* What is being asked
Swap "black chopstick" for "wooden chopstick" in the lines from the one containing "Expected: one point per instance of the green onion stalk, each" through the last line, and write those lines out again with nothing else changed. Leave the pictures out.

>> begin Given records

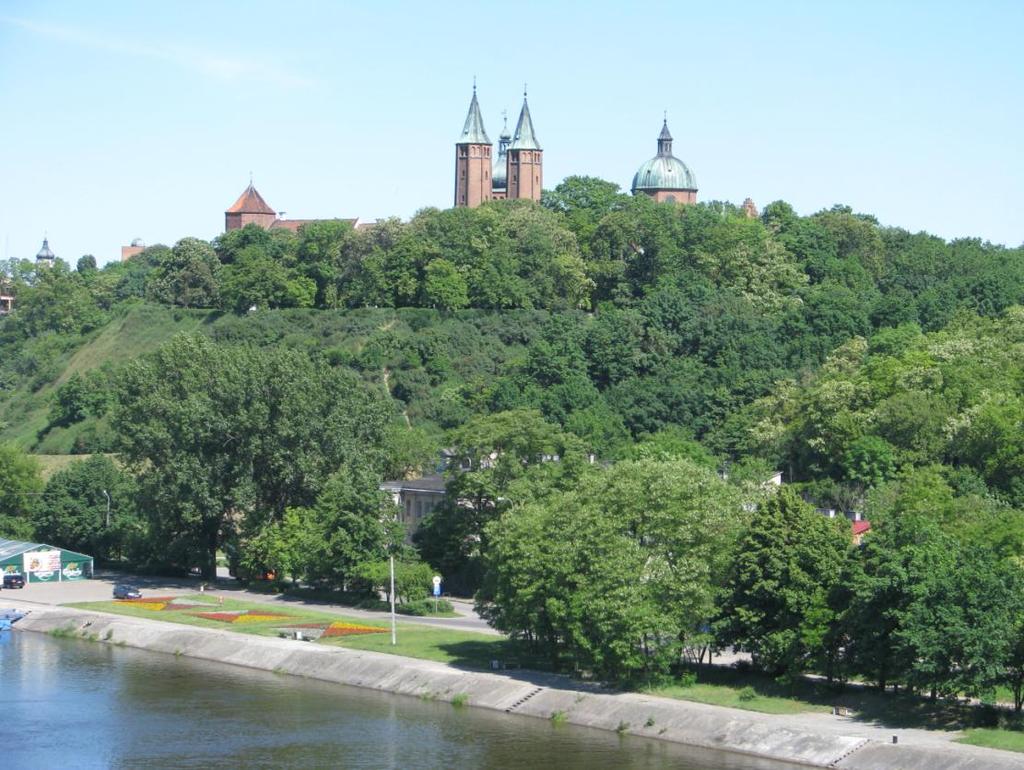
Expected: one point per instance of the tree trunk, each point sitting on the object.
(210, 568)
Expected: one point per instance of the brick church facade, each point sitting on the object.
(517, 172)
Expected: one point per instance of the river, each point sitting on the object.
(66, 702)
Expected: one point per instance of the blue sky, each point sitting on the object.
(142, 119)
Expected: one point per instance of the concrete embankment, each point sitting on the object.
(541, 696)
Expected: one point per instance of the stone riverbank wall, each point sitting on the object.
(524, 693)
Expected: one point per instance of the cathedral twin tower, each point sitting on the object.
(516, 172)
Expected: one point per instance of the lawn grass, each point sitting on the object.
(463, 648)
(734, 697)
(1010, 740)
(268, 628)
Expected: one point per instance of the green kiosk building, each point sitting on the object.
(40, 562)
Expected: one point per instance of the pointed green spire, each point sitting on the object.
(473, 132)
(524, 137)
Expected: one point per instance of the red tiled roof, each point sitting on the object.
(250, 202)
(294, 224)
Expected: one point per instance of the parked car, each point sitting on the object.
(124, 591)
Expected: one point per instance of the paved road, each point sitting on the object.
(100, 588)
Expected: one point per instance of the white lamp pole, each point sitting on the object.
(394, 640)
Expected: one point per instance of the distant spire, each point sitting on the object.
(665, 139)
(524, 136)
(473, 131)
(45, 253)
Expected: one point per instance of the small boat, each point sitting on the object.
(8, 617)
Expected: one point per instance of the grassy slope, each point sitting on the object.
(721, 687)
(469, 348)
(141, 329)
(456, 647)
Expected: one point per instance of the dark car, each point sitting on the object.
(124, 591)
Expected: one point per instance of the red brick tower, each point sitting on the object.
(249, 209)
(472, 160)
(524, 177)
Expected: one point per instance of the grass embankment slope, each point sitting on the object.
(462, 648)
(419, 354)
(143, 328)
(724, 687)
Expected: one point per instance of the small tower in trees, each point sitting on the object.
(525, 159)
(472, 160)
(249, 209)
(499, 177)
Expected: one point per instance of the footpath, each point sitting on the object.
(812, 739)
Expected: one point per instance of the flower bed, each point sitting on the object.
(257, 617)
(350, 629)
(242, 616)
(222, 616)
(153, 605)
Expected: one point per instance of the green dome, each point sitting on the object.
(664, 172)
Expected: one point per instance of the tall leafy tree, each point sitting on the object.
(776, 601)
(225, 439)
(20, 484)
(90, 507)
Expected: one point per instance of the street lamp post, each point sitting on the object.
(394, 640)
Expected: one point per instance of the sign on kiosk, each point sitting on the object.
(42, 566)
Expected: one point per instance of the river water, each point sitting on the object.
(66, 702)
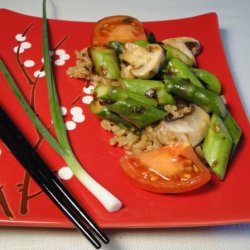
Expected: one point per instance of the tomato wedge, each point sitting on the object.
(117, 28)
(170, 169)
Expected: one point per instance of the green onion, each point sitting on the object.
(61, 145)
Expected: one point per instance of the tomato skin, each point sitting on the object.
(138, 168)
(117, 28)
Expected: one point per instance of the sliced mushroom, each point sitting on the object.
(192, 128)
(188, 45)
(144, 63)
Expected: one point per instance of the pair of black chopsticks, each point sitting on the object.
(47, 180)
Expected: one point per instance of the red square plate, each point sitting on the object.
(22, 203)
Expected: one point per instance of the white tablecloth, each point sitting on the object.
(234, 21)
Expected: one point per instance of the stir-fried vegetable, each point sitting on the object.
(155, 85)
(217, 146)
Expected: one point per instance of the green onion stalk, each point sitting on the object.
(61, 145)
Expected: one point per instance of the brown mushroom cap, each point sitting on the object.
(188, 45)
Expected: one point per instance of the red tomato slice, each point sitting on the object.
(170, 169)
(117, 28)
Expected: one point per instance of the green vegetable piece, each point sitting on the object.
(217, 146)
(180, 69)
(101, 111)
(111, 93)
(210, 80)
(152, 88)
(208, 100)
(118, 47)
(172, 52)
(105, 62)
(233, 129)
(137, 113)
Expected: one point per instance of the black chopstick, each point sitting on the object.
(47, 180)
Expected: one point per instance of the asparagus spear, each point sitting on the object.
(210, 80)
(101, 111)
(105, 62)
(111, 93)
(217, 146)
(136, 113)
(200, 96)
(152, 88)
(180, 69)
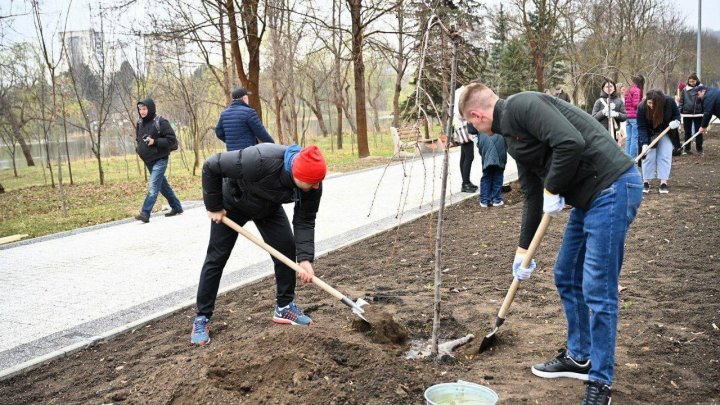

>> end Given records

* Reply to the exercise
Expected: one point per instance of the green onion stalk, each point sitting on the object.
(61, 145)
Expected: one point per instance of the brown mushroom cap, each point sitting on the object.
(188, 45)
Expected: one point per instance of the red tomato slice, each point sitting on the object.
(170, 169)
(117, 28)
Expected: one point per instance of the green vegetable piece, each point sitting on the object.
(217, 146)
(180, 69)
(101, 111)
(111, 93)
(210, 80)
(152, 88)
(208, 100)
(118, 47)
(172, 52)
(105, 62)
(233, 129)
(137, 113)
Expected: one point per instance of the wooden chopstick, each point sitting on the object.
(47, 180)
Expected: one point per instance of the asparagus spear, each point sitting on the object.
(210, 80)
(101, 111)
(105, 62)
(111, 93)
(217, 146)
(136, 113)
(200, 96)
(152, 88)
(180, 69)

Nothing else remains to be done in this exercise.